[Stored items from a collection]

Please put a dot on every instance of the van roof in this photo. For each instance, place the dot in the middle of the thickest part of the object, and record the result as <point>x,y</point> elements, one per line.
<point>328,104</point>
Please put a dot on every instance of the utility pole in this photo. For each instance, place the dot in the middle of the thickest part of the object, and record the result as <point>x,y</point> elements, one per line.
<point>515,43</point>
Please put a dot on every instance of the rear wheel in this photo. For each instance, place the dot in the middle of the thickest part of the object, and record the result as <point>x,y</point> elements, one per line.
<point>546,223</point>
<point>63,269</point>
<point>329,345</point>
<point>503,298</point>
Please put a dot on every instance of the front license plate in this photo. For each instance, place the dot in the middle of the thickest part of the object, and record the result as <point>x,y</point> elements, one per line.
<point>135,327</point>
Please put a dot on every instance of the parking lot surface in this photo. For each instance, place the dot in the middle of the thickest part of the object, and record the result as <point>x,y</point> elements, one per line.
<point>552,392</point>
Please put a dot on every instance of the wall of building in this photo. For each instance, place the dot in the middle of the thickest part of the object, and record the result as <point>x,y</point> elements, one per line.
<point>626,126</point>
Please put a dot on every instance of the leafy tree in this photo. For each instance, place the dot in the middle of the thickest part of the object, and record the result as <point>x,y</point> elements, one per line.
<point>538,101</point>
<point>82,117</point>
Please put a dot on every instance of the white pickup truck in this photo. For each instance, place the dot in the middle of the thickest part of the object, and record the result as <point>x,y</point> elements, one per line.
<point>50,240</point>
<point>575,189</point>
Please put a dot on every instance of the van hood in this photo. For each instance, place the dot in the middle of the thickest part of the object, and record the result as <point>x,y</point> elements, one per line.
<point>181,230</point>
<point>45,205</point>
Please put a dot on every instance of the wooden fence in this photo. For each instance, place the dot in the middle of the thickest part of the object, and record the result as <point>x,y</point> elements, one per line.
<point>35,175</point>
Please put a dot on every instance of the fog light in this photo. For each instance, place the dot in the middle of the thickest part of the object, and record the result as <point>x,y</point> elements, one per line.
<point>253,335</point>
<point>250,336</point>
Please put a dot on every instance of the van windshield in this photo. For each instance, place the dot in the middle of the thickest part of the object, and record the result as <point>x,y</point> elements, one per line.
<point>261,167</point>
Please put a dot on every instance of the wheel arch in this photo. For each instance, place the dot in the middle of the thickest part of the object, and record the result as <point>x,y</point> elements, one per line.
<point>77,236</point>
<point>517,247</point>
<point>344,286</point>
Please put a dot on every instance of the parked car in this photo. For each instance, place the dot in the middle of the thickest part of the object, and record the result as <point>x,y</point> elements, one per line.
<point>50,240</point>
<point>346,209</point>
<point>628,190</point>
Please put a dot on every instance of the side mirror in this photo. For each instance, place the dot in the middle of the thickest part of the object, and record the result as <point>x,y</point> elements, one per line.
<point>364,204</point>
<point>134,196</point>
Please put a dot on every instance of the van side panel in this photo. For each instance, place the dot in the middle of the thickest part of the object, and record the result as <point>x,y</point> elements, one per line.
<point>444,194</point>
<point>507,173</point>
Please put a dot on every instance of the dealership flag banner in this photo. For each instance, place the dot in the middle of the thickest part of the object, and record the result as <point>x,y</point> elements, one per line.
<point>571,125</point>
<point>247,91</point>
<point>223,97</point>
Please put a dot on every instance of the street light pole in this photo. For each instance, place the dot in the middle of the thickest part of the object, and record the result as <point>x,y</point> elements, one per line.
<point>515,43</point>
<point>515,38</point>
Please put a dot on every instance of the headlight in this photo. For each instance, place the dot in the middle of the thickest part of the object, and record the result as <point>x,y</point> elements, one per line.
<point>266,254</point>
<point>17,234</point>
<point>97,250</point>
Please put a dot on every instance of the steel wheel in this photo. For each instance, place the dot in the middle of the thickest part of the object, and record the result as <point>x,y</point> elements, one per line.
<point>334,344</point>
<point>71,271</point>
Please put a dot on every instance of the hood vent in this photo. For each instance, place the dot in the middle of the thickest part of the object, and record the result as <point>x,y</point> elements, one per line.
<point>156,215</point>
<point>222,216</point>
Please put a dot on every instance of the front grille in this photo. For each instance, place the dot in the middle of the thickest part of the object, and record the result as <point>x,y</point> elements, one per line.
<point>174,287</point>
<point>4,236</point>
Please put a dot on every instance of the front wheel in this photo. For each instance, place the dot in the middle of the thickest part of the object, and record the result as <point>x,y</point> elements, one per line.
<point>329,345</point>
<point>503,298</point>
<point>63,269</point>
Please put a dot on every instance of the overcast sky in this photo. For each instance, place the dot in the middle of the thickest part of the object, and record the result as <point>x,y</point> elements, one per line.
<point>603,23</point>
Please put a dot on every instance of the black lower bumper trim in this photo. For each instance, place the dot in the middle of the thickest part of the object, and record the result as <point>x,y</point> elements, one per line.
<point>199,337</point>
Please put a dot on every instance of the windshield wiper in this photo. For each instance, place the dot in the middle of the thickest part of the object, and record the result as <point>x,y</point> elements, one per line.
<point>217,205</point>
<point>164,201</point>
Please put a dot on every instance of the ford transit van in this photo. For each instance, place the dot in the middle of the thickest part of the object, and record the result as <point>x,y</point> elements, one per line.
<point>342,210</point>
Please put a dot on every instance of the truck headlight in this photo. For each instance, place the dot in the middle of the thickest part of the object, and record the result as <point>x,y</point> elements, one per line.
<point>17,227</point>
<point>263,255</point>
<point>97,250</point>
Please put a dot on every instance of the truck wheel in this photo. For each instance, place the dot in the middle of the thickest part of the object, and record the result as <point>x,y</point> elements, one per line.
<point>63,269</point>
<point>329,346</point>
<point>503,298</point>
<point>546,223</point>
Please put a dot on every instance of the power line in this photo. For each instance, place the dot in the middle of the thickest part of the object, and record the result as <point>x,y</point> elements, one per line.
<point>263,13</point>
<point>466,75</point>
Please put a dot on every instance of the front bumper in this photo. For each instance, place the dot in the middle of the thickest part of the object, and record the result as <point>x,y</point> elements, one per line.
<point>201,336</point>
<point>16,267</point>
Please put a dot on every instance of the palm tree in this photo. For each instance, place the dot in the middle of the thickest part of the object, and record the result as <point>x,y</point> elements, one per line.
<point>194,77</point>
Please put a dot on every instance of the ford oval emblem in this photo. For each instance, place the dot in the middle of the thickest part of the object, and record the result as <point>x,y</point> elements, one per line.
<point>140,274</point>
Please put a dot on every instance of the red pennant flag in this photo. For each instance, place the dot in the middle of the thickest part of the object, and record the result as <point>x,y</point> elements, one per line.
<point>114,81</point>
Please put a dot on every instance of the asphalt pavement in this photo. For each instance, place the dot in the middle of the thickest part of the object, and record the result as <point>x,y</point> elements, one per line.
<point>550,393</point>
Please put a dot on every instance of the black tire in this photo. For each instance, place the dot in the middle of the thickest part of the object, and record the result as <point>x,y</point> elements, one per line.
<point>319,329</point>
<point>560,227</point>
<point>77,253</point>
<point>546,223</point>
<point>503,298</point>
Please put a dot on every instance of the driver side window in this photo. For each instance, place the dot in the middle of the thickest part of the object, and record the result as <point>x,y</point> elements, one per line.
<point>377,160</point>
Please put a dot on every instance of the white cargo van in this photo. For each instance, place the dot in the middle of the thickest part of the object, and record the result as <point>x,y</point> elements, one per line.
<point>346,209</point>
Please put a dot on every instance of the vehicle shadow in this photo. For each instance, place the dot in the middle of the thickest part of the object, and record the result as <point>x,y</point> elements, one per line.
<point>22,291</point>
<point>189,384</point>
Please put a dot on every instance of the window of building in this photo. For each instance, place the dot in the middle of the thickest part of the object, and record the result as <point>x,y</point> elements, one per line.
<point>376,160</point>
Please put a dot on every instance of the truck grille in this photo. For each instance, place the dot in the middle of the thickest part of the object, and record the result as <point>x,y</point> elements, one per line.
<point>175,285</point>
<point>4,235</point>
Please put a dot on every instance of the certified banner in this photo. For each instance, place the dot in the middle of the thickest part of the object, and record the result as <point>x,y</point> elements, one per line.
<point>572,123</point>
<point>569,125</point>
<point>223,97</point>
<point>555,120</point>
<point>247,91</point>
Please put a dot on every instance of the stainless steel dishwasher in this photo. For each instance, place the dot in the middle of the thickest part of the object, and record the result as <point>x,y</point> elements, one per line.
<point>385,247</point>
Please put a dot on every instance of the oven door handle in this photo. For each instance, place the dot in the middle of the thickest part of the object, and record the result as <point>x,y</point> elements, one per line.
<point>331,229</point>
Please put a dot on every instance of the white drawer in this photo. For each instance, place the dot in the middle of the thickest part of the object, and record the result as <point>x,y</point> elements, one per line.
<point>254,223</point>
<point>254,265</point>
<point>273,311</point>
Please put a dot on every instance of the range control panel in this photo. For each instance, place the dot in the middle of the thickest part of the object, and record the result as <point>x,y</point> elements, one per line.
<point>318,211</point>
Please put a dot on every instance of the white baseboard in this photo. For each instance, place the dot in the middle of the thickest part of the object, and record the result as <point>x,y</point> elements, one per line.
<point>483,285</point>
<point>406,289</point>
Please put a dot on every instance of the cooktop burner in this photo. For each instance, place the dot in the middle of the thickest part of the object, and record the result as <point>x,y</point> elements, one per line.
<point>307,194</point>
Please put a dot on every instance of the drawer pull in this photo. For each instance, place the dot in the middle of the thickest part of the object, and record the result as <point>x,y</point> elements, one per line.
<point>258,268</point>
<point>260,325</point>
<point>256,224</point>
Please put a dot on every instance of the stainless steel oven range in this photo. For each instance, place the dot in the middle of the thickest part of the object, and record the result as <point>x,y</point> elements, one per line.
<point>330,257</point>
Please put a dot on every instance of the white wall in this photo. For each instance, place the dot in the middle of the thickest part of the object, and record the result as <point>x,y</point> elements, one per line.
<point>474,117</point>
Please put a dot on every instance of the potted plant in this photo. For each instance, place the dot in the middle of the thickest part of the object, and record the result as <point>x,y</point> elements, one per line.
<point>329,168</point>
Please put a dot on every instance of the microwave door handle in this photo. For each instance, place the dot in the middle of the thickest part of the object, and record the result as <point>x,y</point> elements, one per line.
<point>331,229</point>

**Exercise prompt:**
Recast the records between the lines holding "Please put a dot on every instance of the front license" and "<point>250,336</point>", inclusive, as a two-column CSV with the headers text and answer. Give one row per record, with each field in double quotes and any line breaks inside a field turned into spaces.

**Answer in full:**
text,answer
"Please put a dot on every instance of the front license plate in this photo. For each instance, place the dot in the middle of the thickest part of the object, and record the result as <point>x,y</point> elements, one per line.","<point>135,327</point>"
"Please put a dot on every instance of the parking lot surface in this photo. For each instance, place the dot in the middle of the thickest part of the object, and record the result as <point>x,y</point> elements, one per line.","<point>552,392</point>"
"Please put a dot on every instance of the wall of building in this photo. For each instance, place the dot in the middle of the thickest part of the object, and record the result as <point>x,y</point> elements, one per line.","<point>626,126</point>"
"Please put a dot on every instance of the leafy tree in this photo. For each instance, place the dot in the middle of the thickest part of the object, and record the result as <point>x,y</point> elements, one per line.","<point>538,101</point> <point>82,117</point>"
"Please put a dot on every instance of the white pickup truck in this photo. For each instance, place the dot in the middle of the thickest part of the object, and record the result as <point>x,y</point> elements, one per line.","<point>50,240</point> <point>575,189</point>"
"Please put a dot on every instance of the van hood in this photo. For each instance, place the dot in the middle of the thickest part of the object, and record the result as <point>x,y</point> elements, one per line.","<point>181,230</point> <point>45,205</point>"
"Please put a dot on every instance of the wooden fence in this photo. For each instance, place the dot in the middle of the thickest part of the object, and record the result as <point>x,y</point> elements, one per line.","<point>35,175</point>"
"Please put a dot on every instance of the fog light in this photo. For each instance, place the dot in the middle of the thickest part of the object, and record the result as <point>x,y</point> elements, one per line.","<point>253,335</point> <point>250,336</point>"